▸ The input
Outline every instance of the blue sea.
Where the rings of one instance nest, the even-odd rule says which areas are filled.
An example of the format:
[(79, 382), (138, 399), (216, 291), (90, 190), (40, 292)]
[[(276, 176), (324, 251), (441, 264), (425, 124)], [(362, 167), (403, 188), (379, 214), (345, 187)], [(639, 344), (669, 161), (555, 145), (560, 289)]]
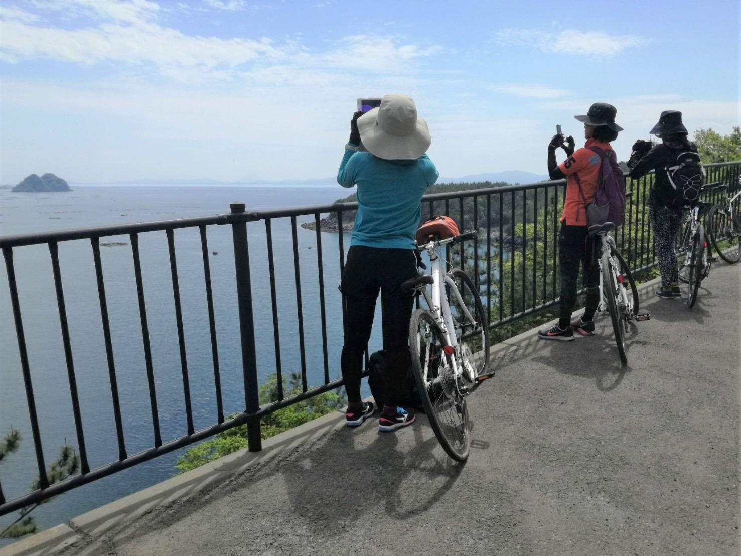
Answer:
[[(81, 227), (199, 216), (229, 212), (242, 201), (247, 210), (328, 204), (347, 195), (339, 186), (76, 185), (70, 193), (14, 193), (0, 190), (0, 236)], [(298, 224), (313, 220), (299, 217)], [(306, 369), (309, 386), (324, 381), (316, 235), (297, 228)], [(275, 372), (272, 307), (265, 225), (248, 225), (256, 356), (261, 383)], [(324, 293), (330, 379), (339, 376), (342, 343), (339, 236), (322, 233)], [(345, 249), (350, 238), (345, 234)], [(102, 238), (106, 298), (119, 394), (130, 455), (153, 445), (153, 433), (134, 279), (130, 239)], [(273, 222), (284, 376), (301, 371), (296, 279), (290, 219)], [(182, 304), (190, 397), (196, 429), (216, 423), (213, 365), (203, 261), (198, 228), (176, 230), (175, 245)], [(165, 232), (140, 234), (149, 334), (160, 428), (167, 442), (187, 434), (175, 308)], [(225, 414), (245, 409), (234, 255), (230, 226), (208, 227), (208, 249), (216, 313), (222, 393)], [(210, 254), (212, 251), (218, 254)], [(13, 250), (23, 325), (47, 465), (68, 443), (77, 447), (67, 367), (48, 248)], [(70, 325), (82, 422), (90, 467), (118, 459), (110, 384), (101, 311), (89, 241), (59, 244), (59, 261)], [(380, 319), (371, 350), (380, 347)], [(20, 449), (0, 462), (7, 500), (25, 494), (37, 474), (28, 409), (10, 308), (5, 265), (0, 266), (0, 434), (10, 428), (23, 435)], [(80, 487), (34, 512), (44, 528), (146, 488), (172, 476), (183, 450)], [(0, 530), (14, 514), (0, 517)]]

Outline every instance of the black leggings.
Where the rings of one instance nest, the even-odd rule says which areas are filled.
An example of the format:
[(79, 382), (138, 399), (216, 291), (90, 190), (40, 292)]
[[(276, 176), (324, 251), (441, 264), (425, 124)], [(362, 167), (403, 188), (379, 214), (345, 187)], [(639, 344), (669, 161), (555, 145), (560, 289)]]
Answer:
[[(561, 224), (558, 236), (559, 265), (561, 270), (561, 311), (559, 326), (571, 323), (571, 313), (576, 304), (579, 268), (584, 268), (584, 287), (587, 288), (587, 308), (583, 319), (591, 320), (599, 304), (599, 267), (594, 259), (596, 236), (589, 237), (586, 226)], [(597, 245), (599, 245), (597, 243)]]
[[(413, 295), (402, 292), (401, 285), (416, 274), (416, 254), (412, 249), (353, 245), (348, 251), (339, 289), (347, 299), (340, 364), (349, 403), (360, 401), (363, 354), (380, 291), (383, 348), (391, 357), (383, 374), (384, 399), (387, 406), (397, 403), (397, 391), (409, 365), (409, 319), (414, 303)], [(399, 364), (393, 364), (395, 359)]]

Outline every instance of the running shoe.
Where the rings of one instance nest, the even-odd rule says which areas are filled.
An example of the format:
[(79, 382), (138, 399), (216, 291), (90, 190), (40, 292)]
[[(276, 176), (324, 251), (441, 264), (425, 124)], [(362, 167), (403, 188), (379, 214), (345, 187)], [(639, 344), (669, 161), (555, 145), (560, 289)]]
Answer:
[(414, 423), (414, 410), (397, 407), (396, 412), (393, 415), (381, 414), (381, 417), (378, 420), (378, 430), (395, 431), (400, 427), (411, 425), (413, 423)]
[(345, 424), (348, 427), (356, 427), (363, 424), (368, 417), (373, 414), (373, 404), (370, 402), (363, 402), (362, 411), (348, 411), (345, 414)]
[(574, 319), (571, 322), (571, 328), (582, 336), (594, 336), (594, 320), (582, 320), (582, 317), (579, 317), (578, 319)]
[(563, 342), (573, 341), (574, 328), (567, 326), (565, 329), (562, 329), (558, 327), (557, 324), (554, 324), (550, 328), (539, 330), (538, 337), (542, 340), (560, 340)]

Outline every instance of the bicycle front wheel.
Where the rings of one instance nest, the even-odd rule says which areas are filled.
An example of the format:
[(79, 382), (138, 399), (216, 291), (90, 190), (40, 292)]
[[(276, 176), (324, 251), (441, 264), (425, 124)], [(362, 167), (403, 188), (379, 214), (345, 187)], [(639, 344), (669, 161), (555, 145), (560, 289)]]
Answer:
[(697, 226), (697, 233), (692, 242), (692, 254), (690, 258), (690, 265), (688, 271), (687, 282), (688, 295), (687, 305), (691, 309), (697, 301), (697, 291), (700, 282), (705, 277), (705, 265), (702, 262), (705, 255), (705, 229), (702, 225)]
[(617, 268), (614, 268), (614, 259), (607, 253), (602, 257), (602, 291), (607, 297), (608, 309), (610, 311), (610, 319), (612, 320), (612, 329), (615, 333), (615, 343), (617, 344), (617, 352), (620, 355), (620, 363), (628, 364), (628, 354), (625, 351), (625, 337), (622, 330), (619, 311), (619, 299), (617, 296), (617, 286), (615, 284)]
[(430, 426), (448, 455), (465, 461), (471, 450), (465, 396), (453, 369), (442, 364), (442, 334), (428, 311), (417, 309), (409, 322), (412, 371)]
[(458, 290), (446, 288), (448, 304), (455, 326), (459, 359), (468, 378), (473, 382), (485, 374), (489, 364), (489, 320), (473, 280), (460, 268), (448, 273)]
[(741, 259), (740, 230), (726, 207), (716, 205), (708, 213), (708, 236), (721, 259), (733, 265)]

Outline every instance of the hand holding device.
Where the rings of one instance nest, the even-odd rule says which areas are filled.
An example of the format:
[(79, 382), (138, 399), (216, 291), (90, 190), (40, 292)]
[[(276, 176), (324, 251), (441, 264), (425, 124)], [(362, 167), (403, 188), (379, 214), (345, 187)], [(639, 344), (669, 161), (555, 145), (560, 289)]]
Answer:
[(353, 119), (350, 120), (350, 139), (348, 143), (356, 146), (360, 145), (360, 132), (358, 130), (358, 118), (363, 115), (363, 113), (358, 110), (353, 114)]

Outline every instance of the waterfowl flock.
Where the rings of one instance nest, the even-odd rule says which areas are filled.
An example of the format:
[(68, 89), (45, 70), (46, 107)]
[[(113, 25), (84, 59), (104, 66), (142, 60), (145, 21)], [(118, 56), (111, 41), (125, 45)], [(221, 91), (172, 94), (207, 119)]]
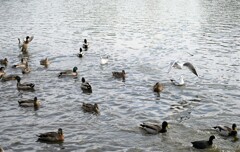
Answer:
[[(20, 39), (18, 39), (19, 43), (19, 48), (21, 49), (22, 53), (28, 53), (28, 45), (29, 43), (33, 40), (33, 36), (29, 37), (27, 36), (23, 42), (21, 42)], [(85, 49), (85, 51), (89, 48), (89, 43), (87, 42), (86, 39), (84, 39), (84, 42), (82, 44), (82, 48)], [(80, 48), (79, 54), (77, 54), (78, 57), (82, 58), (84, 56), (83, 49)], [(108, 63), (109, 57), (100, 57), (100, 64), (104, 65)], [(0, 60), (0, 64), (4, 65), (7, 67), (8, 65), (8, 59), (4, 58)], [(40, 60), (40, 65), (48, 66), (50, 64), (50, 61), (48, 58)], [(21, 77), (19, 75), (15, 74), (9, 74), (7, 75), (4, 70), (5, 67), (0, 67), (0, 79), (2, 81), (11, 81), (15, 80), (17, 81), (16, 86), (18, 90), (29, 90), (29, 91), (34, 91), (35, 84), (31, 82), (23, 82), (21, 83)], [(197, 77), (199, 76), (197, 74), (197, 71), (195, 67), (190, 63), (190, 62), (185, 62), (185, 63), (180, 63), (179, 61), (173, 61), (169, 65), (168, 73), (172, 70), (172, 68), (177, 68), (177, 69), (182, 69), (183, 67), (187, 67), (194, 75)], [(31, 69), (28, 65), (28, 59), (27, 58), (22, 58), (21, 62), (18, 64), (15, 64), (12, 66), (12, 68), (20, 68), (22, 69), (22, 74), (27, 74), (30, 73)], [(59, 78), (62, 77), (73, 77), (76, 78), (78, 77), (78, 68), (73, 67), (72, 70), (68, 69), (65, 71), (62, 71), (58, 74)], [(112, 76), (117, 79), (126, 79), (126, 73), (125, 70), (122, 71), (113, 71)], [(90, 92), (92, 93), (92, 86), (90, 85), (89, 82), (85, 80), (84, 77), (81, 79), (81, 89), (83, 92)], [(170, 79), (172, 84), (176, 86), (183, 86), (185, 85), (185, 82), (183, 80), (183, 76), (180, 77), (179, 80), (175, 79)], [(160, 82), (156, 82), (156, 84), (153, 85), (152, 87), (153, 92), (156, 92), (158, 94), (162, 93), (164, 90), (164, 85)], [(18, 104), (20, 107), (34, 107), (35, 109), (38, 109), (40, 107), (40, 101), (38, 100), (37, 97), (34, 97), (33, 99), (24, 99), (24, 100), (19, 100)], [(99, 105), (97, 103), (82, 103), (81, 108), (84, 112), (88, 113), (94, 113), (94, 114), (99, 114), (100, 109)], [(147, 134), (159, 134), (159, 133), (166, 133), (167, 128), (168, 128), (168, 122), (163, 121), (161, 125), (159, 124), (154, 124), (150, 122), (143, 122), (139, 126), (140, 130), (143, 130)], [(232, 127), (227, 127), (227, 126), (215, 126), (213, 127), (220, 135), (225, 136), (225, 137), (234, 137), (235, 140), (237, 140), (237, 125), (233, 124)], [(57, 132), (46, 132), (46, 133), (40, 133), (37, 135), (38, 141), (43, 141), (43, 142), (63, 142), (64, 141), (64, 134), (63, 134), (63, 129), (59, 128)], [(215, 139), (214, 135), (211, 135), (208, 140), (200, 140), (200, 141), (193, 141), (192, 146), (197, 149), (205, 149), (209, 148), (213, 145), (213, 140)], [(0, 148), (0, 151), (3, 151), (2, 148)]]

▸ Task to carry out
Return the records word for word from their first line through the line containing "514), (0, 517)]]", including that line, and omit the picture.

▸ Written response
Outline every instance of the blue sea.
Where the rings of one instance nest, the even-odd rule says which areas are filled.
An example of the format:
[(79, 382), (138, 399), (216, 291), (90, 190), (40, 292)]
[[(276, 176), (324, 251), (441, 264), (425, 124)], [(362, 167), (403, 188), (379, 214), (345, 187)], [(639, 344), (669, 161), (555, 145), (560, 289)]]
Answer:
[[(81, 227), (199, 216), (229, 212), (242, 201), (247, 210), (328, 204), (347, 195), (339, 186), (76, 185), (70, 193), (14, 193), (0, 190), (0, 236)], [(298, 224), (313, 220), (299, 217)], [(306, 369), (309, 386), (324, 381), (316, 235), (297, 228)], [(275, 372), (272, 307), (265, 225), (248, 225), (256, 356), (261, 383)], [(324, 293), (330, 379), (339, 376), (342, 343), (339, 236), (322, 233)], [(345, 249), (350, 238), (345, 234)], [(102, 238), (106, 298), (119, 394), (130, 455), (153, 445), (153, 433), (134, 279), (130, 239)], [(273, 222), (284, 376), (301, 371), (296, 279), (290, 219)], [(182, 304), (190, 397), (196, 429), (216, 423), (213, 365), (203, 261), (198, 228), (176, 230), (175, 245)], [(165, 232), (140, 234), (149, 334), (160, 428), (167, 442), (187, 434), (175, 308)], [(225, 414), (245, 409), (234, 255), (230, 226), (208, 227), (208, 249), (216, 313), (222, 393)], [(210, 254), (212, 251), (218, 254)], [(13, 250), (23, 325), (47, 465), (68, 443), (77, 447), (67, 367), (48, 248)], [(70, 325), (82, 422), (90, 467), (118, 459), (110, 384), (101, 311), (89, 241), (59, 244), (59, 261)], [(380, 319), (371, 350), (380, 347)], [(20, 449), (0, 462), (7, 500), (25, 494), (37, 474), (28, 409), (10, 308), (5, 265), (0, 266), (0, 434), (10, 428), (23, 435)], [(80, 487), (34, 512), (44, 528), (146, 488), (172, 476), (183, 450)], [(0, 530), (14, 514), (0, 517)]]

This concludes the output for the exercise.